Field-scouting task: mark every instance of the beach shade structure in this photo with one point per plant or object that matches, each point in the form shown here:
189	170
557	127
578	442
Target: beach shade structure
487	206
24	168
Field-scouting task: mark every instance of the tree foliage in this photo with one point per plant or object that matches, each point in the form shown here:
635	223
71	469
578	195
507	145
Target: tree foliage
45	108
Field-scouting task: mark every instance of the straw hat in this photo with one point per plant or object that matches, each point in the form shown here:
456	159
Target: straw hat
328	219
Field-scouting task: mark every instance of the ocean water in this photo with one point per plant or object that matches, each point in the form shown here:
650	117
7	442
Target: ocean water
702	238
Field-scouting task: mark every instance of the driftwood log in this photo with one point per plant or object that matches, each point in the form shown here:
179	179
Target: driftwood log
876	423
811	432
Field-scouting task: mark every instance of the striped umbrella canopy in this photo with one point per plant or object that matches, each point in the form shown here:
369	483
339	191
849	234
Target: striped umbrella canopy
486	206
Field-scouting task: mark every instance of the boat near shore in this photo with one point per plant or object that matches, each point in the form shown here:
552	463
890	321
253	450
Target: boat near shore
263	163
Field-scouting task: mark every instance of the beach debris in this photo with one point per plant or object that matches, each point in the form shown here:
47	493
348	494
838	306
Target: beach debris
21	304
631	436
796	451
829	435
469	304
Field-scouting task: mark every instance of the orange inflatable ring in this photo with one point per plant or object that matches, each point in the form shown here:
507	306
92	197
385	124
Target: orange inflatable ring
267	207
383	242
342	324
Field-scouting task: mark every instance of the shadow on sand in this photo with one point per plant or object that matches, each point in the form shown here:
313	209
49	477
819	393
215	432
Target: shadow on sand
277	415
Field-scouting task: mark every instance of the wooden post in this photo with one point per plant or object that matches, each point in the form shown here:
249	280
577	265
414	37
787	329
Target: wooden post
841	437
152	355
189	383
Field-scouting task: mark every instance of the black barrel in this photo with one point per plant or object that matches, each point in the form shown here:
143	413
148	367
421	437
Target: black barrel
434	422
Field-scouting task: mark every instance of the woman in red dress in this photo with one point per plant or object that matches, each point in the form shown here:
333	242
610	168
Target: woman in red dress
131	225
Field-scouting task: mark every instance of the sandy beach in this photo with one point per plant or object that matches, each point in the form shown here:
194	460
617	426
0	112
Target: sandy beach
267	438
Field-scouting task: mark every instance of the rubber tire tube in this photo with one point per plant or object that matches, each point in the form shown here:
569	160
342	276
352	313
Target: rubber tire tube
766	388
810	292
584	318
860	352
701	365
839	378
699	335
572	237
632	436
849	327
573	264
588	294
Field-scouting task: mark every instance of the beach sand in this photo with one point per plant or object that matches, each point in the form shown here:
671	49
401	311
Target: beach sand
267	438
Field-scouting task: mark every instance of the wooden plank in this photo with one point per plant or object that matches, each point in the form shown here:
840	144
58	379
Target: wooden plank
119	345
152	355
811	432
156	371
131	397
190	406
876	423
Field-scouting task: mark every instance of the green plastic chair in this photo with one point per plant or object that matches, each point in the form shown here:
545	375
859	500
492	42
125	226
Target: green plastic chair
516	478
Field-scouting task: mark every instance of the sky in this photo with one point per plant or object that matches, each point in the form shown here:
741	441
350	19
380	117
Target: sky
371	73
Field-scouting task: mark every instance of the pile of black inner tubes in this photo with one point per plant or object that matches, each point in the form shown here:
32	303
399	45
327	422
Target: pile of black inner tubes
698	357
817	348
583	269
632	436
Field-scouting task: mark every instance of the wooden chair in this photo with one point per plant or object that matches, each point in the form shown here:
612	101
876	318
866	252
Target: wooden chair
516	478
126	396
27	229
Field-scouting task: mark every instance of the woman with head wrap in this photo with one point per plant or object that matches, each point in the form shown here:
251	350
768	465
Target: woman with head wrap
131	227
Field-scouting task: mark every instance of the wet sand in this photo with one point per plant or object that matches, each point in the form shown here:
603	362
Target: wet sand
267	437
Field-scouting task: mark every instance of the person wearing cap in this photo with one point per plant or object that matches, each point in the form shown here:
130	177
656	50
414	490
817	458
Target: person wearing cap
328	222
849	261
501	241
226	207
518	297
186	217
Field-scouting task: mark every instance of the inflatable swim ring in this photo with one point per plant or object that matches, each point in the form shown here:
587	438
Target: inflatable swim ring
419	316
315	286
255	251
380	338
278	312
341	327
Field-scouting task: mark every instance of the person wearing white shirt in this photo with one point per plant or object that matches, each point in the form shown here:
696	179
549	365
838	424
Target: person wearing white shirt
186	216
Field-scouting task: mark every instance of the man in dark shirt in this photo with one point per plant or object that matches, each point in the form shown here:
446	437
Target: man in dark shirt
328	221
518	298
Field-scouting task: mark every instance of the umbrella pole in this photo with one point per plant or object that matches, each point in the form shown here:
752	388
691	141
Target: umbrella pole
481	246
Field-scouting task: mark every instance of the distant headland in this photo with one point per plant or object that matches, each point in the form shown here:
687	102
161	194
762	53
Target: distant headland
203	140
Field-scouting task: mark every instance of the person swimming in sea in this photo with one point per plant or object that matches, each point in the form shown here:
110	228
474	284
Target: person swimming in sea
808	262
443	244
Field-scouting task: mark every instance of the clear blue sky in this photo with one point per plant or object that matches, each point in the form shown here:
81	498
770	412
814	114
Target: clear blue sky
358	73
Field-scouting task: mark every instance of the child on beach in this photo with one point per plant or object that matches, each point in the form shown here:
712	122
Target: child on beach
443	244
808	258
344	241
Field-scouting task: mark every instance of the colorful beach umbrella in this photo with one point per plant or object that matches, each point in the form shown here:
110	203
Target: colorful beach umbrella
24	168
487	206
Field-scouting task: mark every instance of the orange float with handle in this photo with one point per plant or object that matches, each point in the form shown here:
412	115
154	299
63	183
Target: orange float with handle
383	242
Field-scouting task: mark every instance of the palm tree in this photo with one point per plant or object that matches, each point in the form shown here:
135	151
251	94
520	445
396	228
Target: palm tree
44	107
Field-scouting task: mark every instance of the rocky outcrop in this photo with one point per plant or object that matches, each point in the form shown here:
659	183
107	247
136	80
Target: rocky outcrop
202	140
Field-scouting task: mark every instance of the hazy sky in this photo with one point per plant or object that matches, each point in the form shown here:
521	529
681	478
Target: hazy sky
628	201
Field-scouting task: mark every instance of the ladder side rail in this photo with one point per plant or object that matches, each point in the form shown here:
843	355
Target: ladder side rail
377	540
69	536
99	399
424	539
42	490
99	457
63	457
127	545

-*-*-

Retype the rows exactly, starting at the line containing "Field-scouting task: mark every instance of the child" and continuing through the last row, both ends included.

Field-scouting task: mark every instance of the child on beach in this photo with one point per plant or object that matches, each point in the form shown here:
712	122
Target: child on beach
443	244
808	258
344	241
Field-scouting task: mark every instance of the colorful beach umbrella in this photo with one point per plant or object that matches, each point in the form shown here:
110	203
Target: colorful beach umbrella
24	168
487	206
Field-scouting task: mark every instance of the orange float with handle in this photo with one point per plant or object that matches, each point in the form shown here:
412	115
154	299
63	183
Target: orange float with handle
383	242
Field-scouting task: mark every instance of the palm tree in this photo with one point per plant or object that matches, each point in the form shown here:
135	151
251	94
520	445
396	228
Target: palm tree
44	107
Field-scouting task: mark every instance of the rocky outcrop in this photo with one point per plant or object that matches, each point in the form shown here:
659	183
107	247
136	80
Target: rocky outcrop
202	140
Field-scouting task: mark every instance of the hazy sky in this photo with one point per plant or object that matches, each point in the form shown here:
521	529
681	478
Target: hazy sky
628	201
Field-scouting task: mark every instance of the ladder side rail in this photo with one point per plant or object that matches, each point in the form shown here:
843	355
Target: ladder side rail
377	540
69	536
99	399
424	539
42	490
99	457
63	457
127	545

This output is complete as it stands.